**ASSIGNED TASK:**
Scan the entries that follow and copy out every line containing "pixel".

**** SOURCE RECORDS

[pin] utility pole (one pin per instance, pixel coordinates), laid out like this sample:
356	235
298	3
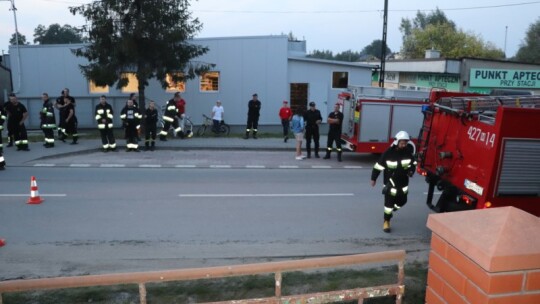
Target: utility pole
14	9
383	45
505	35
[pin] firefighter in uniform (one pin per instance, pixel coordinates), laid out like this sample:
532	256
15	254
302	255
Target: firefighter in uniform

********

**EXPECTED ANSWER:**
[pin] utility pole (one pin per instance, pixel coordinates), laid out like this sample:
[pin] firefighter in uniform (one pin per instance, pixel coordinates), laid out like this sample:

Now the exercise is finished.